### WHAT THE TASK ASKS
In the material below, begin at the line that has "negative clicks: (333, 173) (332, 154)", stop after the line that has "positive clicks: (108, 56) (112, 84)", and transcribe those lines exactly, without pictures.

### SOURCE RECORDS
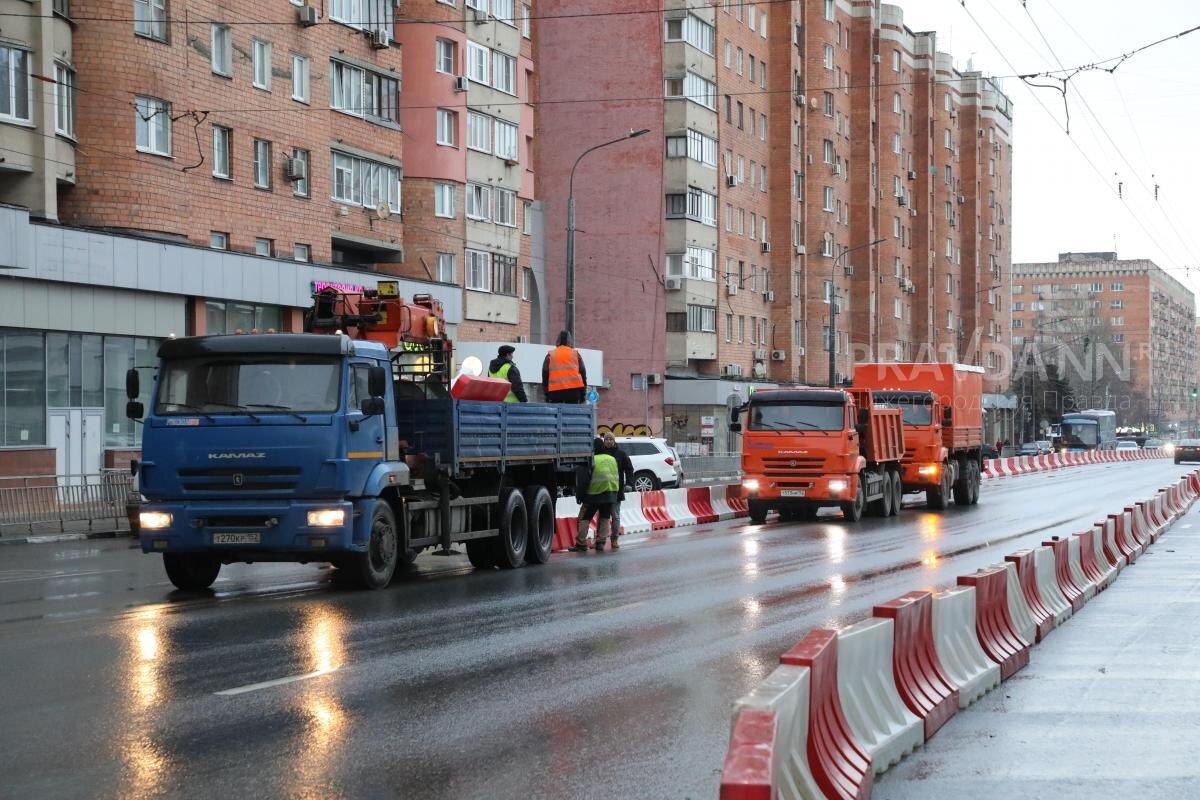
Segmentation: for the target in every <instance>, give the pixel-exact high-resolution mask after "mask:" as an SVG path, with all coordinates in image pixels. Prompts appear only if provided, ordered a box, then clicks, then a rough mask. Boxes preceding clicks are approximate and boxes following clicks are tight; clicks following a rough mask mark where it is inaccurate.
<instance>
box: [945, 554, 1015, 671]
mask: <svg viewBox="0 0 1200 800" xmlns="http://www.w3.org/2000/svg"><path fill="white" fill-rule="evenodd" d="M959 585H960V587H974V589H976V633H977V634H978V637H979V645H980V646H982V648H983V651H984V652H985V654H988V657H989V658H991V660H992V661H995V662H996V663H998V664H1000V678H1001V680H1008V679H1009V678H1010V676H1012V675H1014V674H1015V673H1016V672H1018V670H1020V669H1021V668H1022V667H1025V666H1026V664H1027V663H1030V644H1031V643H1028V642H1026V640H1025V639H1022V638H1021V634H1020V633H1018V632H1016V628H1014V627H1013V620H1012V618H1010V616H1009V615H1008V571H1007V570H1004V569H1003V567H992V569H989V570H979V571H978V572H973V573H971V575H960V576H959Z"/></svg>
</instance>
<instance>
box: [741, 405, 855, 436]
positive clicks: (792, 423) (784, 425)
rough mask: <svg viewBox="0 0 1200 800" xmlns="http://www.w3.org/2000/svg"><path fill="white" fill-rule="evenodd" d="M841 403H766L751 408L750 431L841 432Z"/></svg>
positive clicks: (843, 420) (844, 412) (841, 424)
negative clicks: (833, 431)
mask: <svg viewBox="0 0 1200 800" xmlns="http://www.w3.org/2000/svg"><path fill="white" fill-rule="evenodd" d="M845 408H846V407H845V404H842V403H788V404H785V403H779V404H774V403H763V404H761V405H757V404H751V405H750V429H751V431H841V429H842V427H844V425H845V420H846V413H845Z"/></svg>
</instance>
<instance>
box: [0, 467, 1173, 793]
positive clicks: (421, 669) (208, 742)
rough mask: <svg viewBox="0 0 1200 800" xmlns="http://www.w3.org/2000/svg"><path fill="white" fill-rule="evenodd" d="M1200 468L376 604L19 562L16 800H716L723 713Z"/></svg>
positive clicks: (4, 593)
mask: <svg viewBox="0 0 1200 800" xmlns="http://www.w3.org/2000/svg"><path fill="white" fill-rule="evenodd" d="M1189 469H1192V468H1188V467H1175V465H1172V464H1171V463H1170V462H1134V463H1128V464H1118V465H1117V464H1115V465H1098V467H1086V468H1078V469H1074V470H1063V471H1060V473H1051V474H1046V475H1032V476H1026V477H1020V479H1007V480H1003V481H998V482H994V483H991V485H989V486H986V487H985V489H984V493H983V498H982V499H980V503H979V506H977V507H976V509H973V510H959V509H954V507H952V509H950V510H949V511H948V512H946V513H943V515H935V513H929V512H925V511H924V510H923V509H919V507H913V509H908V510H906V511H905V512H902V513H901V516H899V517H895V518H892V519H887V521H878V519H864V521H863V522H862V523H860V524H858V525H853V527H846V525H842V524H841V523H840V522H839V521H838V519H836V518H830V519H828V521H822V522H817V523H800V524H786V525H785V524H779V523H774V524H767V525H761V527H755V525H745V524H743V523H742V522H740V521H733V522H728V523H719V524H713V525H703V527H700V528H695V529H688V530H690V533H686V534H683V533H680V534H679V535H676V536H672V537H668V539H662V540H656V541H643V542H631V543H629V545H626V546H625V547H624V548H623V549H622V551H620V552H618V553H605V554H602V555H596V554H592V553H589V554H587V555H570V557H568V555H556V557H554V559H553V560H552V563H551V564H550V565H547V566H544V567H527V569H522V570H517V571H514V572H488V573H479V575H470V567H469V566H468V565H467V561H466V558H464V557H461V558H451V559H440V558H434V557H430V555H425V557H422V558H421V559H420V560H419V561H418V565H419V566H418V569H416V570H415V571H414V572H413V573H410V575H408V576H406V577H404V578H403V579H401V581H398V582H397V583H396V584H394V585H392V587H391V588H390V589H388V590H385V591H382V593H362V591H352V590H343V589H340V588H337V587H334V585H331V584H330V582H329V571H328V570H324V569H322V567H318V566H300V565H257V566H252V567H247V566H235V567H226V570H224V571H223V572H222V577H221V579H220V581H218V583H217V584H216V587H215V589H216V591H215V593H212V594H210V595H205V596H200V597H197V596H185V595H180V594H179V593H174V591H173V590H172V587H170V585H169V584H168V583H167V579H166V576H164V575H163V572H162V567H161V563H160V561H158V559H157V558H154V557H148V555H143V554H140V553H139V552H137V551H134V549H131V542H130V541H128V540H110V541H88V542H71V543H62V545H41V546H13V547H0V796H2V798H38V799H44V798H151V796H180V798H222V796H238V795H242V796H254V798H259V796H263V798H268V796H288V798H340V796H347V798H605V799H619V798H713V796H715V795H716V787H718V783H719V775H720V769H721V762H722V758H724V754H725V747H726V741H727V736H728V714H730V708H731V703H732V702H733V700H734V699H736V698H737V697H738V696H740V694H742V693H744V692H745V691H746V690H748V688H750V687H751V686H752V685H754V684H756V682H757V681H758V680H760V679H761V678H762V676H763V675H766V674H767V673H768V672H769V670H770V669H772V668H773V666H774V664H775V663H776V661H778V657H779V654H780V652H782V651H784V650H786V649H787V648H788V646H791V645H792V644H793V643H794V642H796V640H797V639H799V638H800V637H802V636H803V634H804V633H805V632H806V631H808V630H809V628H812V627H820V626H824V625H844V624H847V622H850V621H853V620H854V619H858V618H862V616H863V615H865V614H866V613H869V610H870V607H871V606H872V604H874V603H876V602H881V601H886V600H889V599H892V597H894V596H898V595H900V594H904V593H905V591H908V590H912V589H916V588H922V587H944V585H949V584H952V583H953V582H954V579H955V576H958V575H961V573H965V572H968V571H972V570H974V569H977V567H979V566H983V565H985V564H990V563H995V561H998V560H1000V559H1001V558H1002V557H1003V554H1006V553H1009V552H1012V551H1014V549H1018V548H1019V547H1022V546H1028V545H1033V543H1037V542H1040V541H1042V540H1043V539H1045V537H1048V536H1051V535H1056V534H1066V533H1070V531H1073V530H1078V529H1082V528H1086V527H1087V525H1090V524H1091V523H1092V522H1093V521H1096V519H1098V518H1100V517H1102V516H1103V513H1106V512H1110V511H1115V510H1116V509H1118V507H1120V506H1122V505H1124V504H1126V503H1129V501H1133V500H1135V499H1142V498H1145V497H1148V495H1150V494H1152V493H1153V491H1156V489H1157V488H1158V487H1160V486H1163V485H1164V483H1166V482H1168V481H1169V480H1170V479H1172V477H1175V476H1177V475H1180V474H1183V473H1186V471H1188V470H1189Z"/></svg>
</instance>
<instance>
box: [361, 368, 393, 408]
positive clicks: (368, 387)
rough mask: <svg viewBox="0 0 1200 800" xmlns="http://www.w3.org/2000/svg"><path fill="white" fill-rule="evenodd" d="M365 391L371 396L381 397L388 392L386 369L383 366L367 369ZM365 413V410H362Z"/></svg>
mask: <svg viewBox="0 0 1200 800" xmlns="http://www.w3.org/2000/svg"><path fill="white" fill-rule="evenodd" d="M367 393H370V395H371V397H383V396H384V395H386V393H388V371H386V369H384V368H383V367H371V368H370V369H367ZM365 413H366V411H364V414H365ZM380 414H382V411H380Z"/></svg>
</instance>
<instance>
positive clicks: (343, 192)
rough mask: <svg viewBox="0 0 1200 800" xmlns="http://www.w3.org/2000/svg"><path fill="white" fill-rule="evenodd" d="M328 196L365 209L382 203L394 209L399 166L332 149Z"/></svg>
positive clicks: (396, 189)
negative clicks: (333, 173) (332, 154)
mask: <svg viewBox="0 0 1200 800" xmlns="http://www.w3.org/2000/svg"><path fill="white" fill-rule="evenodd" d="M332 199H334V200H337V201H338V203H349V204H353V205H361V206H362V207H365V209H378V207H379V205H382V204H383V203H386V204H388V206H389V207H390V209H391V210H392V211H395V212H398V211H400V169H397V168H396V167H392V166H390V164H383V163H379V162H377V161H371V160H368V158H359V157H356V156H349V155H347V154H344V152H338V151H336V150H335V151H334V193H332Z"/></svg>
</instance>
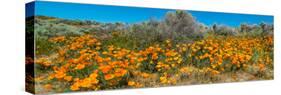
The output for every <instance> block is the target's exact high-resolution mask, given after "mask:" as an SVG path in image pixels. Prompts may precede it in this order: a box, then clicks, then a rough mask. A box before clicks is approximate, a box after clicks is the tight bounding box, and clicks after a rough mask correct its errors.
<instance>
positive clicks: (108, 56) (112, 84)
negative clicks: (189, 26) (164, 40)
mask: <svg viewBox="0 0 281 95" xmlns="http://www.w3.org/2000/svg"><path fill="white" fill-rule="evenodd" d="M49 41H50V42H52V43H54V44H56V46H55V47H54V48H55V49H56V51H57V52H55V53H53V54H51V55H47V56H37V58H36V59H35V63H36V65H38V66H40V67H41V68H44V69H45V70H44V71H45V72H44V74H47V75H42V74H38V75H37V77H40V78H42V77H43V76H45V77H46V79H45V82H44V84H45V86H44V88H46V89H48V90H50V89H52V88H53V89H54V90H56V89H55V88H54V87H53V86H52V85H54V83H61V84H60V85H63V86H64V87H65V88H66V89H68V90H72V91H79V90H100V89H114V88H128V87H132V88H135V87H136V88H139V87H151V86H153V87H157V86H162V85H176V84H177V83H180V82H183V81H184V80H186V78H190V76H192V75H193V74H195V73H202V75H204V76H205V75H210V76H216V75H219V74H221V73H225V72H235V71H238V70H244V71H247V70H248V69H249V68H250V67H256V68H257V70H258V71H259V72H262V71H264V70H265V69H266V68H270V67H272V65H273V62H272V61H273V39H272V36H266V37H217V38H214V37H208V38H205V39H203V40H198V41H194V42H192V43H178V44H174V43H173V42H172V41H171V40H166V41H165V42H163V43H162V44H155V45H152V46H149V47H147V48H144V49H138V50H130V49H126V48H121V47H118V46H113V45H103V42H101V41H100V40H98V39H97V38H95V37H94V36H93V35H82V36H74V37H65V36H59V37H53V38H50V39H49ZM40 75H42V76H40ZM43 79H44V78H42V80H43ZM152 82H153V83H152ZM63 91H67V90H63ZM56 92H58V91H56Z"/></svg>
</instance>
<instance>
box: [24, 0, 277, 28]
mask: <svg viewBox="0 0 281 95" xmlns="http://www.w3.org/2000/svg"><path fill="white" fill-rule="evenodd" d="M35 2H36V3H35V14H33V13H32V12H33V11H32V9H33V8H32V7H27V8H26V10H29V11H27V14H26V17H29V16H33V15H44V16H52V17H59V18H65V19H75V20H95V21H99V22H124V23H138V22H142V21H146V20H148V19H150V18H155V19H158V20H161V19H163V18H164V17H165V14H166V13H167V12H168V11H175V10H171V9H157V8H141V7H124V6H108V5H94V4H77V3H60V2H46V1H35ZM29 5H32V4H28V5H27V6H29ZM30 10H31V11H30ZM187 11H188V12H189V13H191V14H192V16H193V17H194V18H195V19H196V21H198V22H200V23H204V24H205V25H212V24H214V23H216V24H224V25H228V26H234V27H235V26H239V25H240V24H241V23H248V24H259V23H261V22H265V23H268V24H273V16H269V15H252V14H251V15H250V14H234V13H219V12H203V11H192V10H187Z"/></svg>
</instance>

### SOLUTION TO THIS TASK
negative clicks: (333, 173) (332, 154)
mask: <svg viewBox="0 0 1200 800" xmlns="http://www.w3.org/2000/svg"><path fill="white" fill-rule="evenodd" d="M332 199H334V200H337V201H338V203H349V204H353V205H361V206H362V207H365V209H378V207H379V205H382V204H383V203H386V204H388V206H389V207H390V209H391V210H392V211H395V212H398V211H400V169H397V168H396V167H392V166H390V164H383V163H379V162H377V161H371V160H368V158H359V157H356V156H349V155H347V154H344V152H338V151H336V150H335V151H334V193H332Z"/></svg>
</instance>
The output for every <instance> block is the target's exact high-resolution mask, given after "mask:" as an SVG path in image pixels. Prompts may precede it in this order: a box, then clicks, then a rough mask. A box before clicks is approximate, a box after clicks is the tight bounding box, and clicks after a rough mask correct its errors.
<instance>
positive clicks: (108, 56) (112, 84)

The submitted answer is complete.